======== 引用文

説明

収納ボックス

【課題】蓋部材の開閉操作を繰り返しても、蓋部材の安定的な開放変位が維持されるよう構成する。
【解決手段】固定フレーム部材30は、収納ボックスの本体部材に配設され、可動フレーム部材50は、固定フレーム部材30に支持軸60を介して回転可能に配設され、収納ボックスの蓋部材が配設される。可動フレーム部材50には、支持軸60の軸線方向を指向して、該支持軸60を中心とした円弧状の軌跡で移動する当接突部70が設けられる。固定フレーム部材30には、当接突部70の回転軌跡に対して支持軸60の軸線方向に重なり、該軸線方向で当接突部70に当接する当接案内部80が設けられる。当接突部70は、可動フレーム部材50の変形により前記軸線方向への変位が可能で、当接突部70の変位下に、該当接突部70と当接案内部80とが当接する。

【発明の詳細な説明】
【技術分野】
【0001】
本発明は、内部に収納部を備えた本体部材と、この本体部材の上部に前記収納部を開閉可能に設けた蓋部材とを備え、付勢手段の付勢力により前記蓋部材が開放変位するよう構成された収納ボックスに関するものである。

================

◆ 依頼内容: 上にある収納ボックスについての文章を、一字も変えずに最初から最後まで書き出してください。

======== 行の一覧

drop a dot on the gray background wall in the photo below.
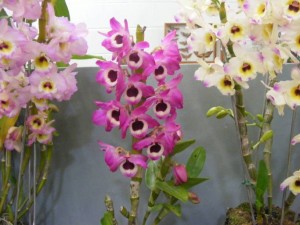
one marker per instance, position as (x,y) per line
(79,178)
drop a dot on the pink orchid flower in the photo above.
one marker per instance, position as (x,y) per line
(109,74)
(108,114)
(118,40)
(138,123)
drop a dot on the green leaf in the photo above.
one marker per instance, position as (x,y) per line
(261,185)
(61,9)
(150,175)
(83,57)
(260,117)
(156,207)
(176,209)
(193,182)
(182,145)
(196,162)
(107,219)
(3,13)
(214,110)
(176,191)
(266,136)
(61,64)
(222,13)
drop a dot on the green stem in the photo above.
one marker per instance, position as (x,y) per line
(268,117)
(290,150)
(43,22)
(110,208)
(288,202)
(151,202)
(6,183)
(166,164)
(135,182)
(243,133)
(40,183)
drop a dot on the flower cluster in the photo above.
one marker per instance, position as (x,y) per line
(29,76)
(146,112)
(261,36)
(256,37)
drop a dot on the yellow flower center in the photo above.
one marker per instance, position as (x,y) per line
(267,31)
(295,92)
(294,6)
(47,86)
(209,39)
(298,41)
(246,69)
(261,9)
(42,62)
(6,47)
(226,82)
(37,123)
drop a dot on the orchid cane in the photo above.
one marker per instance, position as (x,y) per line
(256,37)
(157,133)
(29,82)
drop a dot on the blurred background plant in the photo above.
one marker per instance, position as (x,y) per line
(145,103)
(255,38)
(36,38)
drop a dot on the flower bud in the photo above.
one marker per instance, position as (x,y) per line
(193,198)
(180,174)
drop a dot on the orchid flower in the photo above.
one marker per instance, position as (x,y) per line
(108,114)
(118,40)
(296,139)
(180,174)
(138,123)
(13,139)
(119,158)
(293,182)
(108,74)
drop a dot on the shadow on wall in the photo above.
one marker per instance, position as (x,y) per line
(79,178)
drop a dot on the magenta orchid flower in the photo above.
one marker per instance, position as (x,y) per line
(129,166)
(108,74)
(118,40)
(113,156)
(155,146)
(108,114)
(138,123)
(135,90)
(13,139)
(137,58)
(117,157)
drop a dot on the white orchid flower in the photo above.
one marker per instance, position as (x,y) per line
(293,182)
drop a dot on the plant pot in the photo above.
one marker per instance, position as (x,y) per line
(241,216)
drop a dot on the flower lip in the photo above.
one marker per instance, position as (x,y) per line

================

◆ この問題の答え:
説明

収納ボックス

【課題】蓋部材の開閉操作を繰り返しても、蓋部材の安定的な開放変位が維持されるよう構成する。
【解決手段】固定フレーム部材30は、収納ボックスの本体部材に配設され、可動フレーム部材50は、固定フレーム部材30に支持軸60を介して回転可能に配設され、収納ボックスの蓋部材が配設される。可動フレーム部材50には、支持軸60の軸線方向を指向して、該支持軸60を中心とした円弧状の軌跡で移動する当接突部70が設けられる。固定フレーム部材30には、当接突部70の回転軌跡に対して支持軸60の軸線方向に重なり、該軸線方向で当接突部70に当接する当接案内部80が設けられる。当接突部70は、可動フレーム部材50の変形により前記軸線方向への変位が可能で、当接突部70の変位下に、該当接突部70と当接案内部80とが当接する。

【発明の詳細な説明】
【技術分野】
【0001】
本発明は、内部に収納部を備えた本体部材と、この本体部材の上部に前記収納部を開閉可能に設けた蓋部材とを備え、付勢手段の付勢力により前記蓋部材が開放変位するよう構成された収納ボックスに関するものである。